> **TEXTO FORNECIDO**:
────────

Digamos que a conjuntura atual elevou à radicalidade a saúde como mercadoria de troca dos governos... Reverter isso é muito difícil e, por outro lado, impedir que gestores descomprometidos atuem pelo desmonte do SUS tem sido cada vez mais complicado. O contraponto a isso seria a maior presença do Estado e da Sociedade. Regulando e controlando para garantir o direito e o interesse público.

Portal Cebes: Todas as pesquisas de opinião divulgadas no período eleitoral demonstram que a saúde é a principal demanda da sociedade. Por outro lado, a mesma população que indica a Saúde como prioridade nessas pesquisas parece estar mais inclinada a adquirir assistência médica no mercado de planos e seguros privados. Como é possível modificar esse cenário?

────────

> **TAREFA 1**:
Por favor, digite novamente o trecho do texto fornecido, começando em "Digamos que a" e seguindo até "o interesse público.".
> **TAREFA 2**:
De acordo com o texto fornecido, qual é a principal demanda da sociedade apontada pelas pesquisas de opinião do período eleitoral?

> **TRECHOS DAS ENTRADAS**:
────────

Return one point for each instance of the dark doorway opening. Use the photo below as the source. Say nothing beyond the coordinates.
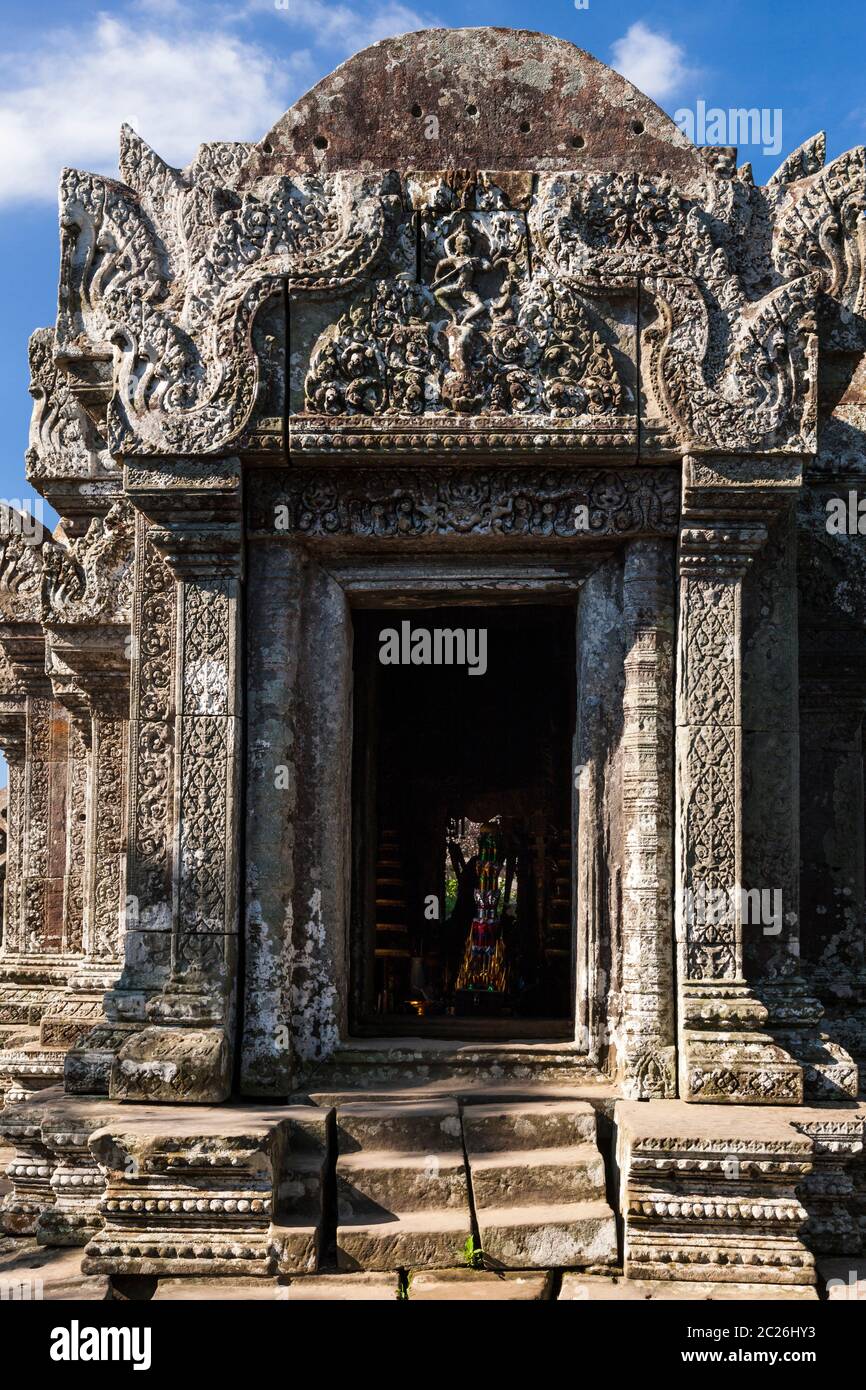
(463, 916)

────────

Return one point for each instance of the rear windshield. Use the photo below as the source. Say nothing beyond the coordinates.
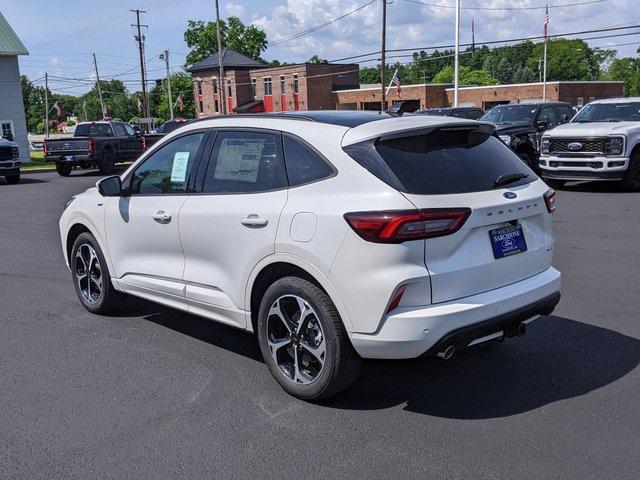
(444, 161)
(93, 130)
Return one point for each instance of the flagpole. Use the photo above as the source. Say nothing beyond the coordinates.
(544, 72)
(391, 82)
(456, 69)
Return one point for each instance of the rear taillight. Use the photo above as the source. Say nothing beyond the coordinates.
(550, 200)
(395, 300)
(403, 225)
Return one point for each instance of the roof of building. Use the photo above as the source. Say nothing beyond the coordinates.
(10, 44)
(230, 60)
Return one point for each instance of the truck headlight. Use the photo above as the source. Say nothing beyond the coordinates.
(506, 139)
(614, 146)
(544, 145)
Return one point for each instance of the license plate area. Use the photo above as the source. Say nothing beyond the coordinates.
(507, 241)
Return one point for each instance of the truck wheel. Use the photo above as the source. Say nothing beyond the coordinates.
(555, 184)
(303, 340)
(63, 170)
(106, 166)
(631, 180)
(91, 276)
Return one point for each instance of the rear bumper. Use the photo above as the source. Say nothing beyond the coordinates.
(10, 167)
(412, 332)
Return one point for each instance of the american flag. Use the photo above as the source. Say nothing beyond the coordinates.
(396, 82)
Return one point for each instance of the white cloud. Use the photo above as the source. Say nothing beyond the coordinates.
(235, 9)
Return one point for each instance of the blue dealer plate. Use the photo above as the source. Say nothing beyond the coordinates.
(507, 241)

────────

> **SUA RESPOSTA 1**:
Digamos que a conjuntura atual elevou à radicalidade a saúde como mercadoria de troca dos governos... Reverter isso é muito difícil e, por outro lado, impedir que gestores descomprometidos atuem pelo desmonte do SUS tem sido cada vez mais complicado. O contraponto a isso seria a maior presença do Estado e da Sociedade. Regulando e controlando para garantir o direito e o interesse público.

> **SUA RESPOSTA 2**:
A saúde.